Pull out the lines of the records below starting at the line that contains "Query: blue lanyard" and ending at the line that contains "column 382, row 221", including both of those lines. Reproduce them word for word.

### Exercise materials
-.-.-

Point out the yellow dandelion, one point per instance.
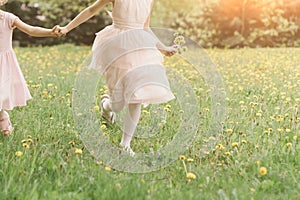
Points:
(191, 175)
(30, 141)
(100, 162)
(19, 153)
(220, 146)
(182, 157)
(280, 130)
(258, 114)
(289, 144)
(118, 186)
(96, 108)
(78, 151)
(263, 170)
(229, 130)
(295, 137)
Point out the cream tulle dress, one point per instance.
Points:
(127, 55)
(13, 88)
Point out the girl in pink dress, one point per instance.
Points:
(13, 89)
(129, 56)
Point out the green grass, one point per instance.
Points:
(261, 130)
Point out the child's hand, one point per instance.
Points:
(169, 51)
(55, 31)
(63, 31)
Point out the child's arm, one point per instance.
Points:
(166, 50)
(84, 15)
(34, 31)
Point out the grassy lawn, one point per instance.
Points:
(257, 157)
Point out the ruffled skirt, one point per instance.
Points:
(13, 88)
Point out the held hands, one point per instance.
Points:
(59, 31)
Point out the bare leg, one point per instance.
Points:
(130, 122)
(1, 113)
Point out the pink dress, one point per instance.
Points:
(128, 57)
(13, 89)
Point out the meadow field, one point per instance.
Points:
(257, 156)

-.-.-

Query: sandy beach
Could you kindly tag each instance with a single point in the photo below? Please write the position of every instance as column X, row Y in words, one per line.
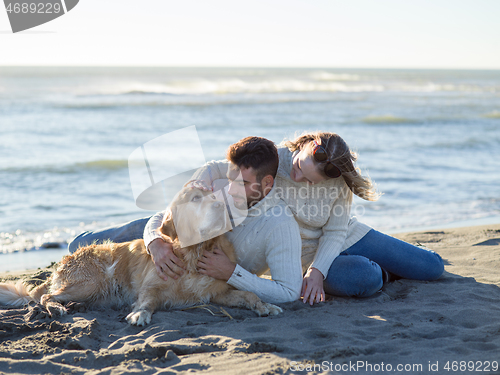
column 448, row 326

-.-.-

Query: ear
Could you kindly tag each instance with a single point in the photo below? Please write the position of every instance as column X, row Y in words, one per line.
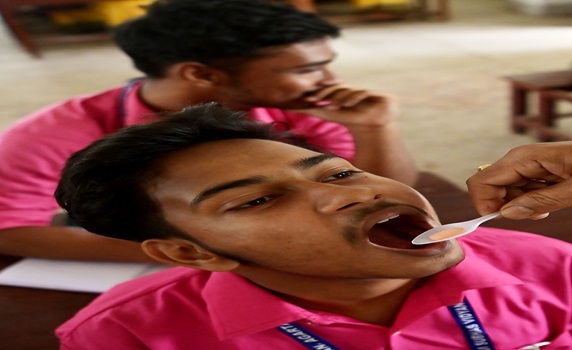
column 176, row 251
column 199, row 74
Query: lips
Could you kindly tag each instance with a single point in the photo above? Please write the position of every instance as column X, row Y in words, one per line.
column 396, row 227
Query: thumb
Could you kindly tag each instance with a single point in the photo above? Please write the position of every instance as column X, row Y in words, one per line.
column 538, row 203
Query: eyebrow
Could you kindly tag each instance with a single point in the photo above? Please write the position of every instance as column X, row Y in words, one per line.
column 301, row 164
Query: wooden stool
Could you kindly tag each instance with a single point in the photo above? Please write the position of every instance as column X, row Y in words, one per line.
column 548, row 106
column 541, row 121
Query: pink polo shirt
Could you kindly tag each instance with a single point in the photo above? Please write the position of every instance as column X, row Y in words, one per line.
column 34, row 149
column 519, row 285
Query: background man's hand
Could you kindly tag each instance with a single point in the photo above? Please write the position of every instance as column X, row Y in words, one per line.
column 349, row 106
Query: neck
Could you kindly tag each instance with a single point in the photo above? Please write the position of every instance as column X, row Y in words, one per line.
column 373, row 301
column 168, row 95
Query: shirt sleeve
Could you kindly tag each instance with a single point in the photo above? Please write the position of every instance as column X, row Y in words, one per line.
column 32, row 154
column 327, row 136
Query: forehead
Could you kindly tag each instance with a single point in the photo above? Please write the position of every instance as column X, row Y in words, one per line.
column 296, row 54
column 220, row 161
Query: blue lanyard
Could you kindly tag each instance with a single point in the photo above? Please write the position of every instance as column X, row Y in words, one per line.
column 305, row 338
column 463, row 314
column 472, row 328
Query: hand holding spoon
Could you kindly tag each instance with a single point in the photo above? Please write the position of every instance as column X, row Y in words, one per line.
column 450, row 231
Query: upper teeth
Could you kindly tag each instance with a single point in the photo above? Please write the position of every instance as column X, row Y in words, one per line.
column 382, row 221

-.-.-

### Solution for this problem
Query: blue lanyard
Could you kindly tag each instance with a single point in the photo above? Please write the position of every instance as column X, row Y in words, one per line.
column 305, row 338
column 463, row 314
column 472, row 328
Query: hand holding spoon
Could you kindly tag each instance with a single point in the photo above? Please write the position of every instance as column X, row Y in words, one per line.
column 450, row 231
Query: upper teeth
Could you kindly tag each instance with a single point in the photo above? Please write the position of every instance as column X, row Y in words, one per line.
column 382, row 221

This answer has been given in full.